--- Exercise directions ---
Write out the listing below again, precisely as it is given.

--- Recorded data ---
+++++
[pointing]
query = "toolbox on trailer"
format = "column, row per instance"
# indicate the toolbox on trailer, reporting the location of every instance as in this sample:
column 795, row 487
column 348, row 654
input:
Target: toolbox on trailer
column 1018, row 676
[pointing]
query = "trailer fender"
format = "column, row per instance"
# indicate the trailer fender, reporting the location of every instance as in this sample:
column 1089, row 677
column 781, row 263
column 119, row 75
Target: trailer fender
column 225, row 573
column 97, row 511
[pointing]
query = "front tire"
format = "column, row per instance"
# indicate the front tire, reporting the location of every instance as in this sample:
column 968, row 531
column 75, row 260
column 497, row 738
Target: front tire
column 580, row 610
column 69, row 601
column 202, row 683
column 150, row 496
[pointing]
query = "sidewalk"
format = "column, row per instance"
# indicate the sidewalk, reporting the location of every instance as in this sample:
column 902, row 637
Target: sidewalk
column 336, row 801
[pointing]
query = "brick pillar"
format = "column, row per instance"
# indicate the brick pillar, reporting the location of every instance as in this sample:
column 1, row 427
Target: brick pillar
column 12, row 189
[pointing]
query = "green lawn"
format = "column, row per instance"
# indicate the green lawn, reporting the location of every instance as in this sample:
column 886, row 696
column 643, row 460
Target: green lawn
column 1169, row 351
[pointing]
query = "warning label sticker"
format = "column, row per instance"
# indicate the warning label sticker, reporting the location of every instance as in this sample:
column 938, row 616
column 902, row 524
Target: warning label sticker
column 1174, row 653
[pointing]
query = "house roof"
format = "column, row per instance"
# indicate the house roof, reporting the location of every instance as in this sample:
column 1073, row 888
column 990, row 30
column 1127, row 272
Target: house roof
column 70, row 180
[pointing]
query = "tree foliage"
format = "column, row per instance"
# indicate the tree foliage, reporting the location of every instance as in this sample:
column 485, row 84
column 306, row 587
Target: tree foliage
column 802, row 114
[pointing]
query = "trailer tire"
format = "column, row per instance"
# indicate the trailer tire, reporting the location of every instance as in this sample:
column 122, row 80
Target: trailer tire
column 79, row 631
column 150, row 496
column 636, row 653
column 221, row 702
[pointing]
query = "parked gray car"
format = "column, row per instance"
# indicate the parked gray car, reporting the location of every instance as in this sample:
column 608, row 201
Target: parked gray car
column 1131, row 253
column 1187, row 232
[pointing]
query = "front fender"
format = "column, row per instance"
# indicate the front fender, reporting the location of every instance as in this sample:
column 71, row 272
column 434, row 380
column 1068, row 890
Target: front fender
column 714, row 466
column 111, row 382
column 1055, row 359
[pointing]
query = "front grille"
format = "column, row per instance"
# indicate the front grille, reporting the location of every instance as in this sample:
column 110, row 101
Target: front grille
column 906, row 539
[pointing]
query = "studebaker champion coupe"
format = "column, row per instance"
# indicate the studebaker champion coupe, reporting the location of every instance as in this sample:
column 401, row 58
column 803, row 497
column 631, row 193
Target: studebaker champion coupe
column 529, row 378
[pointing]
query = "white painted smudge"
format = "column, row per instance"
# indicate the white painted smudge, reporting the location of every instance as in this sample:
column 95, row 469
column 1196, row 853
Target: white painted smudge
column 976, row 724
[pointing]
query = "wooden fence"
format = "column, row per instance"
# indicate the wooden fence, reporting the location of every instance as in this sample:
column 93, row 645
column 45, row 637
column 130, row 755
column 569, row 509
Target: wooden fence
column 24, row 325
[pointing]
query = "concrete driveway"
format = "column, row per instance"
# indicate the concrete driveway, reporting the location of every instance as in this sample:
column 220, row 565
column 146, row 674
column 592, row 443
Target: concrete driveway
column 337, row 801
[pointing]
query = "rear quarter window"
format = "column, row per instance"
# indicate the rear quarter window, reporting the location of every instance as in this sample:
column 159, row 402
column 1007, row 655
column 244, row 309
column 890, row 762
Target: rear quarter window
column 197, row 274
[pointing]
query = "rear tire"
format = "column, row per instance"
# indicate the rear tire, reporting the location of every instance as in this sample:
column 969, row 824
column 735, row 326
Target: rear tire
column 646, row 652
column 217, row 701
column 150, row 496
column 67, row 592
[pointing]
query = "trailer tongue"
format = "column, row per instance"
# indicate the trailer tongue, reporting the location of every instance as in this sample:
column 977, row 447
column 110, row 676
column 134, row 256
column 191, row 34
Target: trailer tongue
+++++
--- Solution to the exercise ---
[pointing]
query = "toolbox on trailer"
format = "column, row per instance"
# indicate the toolbox on trailer, reporting the location of every instance as in this sample:
column 795, row 487
column 348, row 654
input:
Target: toolbox on trailer
column 1018, row 676
[pointing]
query = "trailer fender"
format = "column, row per instance"
# indicate the trailer fender, reporting the location of every instance as in this sample:
column 1089, row 677
column 781, row 263
column 119, row 75
Target: trailer fender
column 225, row 573
column 97, row 511
[pointing]
query = "front tire"
format = "column, row per instance"
# indicate the front tire, reporting the location of every instance as in this sample:
column 968, row 531
column 75, row 260
column 497, row 738
Target: front tire
column 580, row 610
column 69, row 601
column 202, row 683
column 150, row 496
[pointing]
query = "sidewalk"
format = "column, row per instance"
# indicate the sidewalk, reporting the location of every instance as in this sample:
column 902, row 637
Target: sidewalk
column 336, row 801
[pointing]
query = "brick pillar"
format = "column, row per instance"
# indicate the brick pillar, reporting the location of every instance as in this sample:
column 1, row 427
Target: brick pillar
column 12, row 189
[pointing]
query = "green lawn"
format = "column, row per instance"
# indicate the green lawn, reporting the location of every instance as in this sample:
column 886, row 696
column 643, row 460
Target: green lawn
column 1169, row 351
[pointing]
query = "warning label sticker"
format = "column, row per instance"
# indicate the warning label sticker, reporting the location of every instance as in this sample:
column 938, row 616
column 902, row 524
Target: warning label sticker
column 1174, row 653
[pointing]
query = "house roof"
format = "column, row per instance"
# indicate the house roof, reporting the location of every instance as in this sample:
column 1073, row 888
column 990, row 30
column 1127, row 272
Target: house roof
column 70, row 180
[pointing]
query = "tree foliage"
format = "column, row per instance"
# indicate the tree foliage, reporting the location of every instance as in this sample:
column 485, row 84
column 306, row 587
Target: tree foliage
column 802, row 114
[pointing]
query = "trailer tire"
format = "column, row per instance"
# indicate the trailer tire, reporting the location of every instance as in this sample:
column 122, row 80
Target: trailer tire
column 79, row 631
column 150, row 496
column 636, row 653
column 221, row 702
[pointing]
query = "parked gray car"
format = "column, row per instance"
# indicate the parked gray car, reporting the location of every instance as in this sample:
column 608, row 201
Target: parked gray car
column 1131, row 253
column 1187, row 232
[pointing]
query = "front fender"
format = "column, row per instance"
# indicate the front fender, reporting the location of every instance as in this sample:
column 71, row 272
column 434, row 380
column 1068, row 890
Target: front fender
column 714, row 466
column 111, row 382
column 1055, row 359
[pointing]
query = "front grille"
format = "column, row per instance"
# indicate the front grille, reporting the location of every instance as in this sample:
column 110, row 101
Target: front grille
column 906, row 539
[pointing]
query = "studebaker champion coupe"
format = "column, row per instance"
# indicate the studebaker champion coupe, reporting the location of every instance as in this sample:
column 401, row 58
column 803, row 497
column 631, row 193
Target: studebaker champion coupe
column 529, row 378
[pointing]
query = "white painted smudge"
format = "column, row per instance"
# indicate the white painted smudge, reporting the location of every instance as in this sample:
column 95, row 469
column 1196, row 853
Target: white painted smudge
column 976, row 724
[pointing]
query = "wooden fence"
format = "column, row per instance"
# indicate the wooden fence, reporting the location of every instance as in this sample:
column 93, row 645
column 45, row 637
column 130, row 755
column 569, row 509
Target: wooden fence
column 24, row 325
[pointing]
query = "concrete driveway"
format = "column, row per instance"
# indicate the concrete driveway, reporting the location of every instance as in this sample:
column 220, row 565
column 146, row 674
column 592, row 443
Target: concrete driveway
column 337, row 801
[pointing]
query = "rear quarter window"
format = "column, row per instance"
# indicate the rear quarter window, reporting the location of every instance as in this sample:
column 159, row 402
column 1007, row 655
column 244, row 309
column 890, row 762
Target: rear quarter window
column 197, row 274
[pointing]
query = "rear tire"
format = "column, row per instance"
# indicate the rear tire, reporting the location of every instance as in this sample:
column 969, row 824
column 735, row 326
Target: rear tire
column 646, row 652
column 217, row 701
column 150, row 496
column 67, row 592
[pointing]
query = "trailer tongue"
format = "column, row per instance"
# indicate the trailer tongue, reporting the location of every instance as in this sample:
column 977, row 447
column 110, row 676
column 134, row 256
column 191, row 34
Target: trailer tongue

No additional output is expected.